* Instructions for the task: Show every line in the entries below that contains the string "tray", treating uppercase and lowercase letters as different.

* Input:

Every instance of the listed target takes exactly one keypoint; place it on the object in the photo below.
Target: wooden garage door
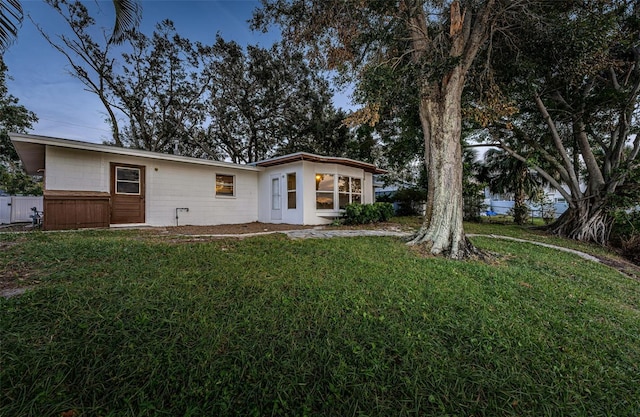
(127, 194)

==

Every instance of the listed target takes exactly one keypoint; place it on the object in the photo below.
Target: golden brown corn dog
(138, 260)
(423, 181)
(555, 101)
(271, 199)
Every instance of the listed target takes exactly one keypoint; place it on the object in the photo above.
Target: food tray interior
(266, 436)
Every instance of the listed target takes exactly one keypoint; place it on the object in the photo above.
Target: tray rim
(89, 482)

* The reply:
Target: food tray interior
Target: tray rim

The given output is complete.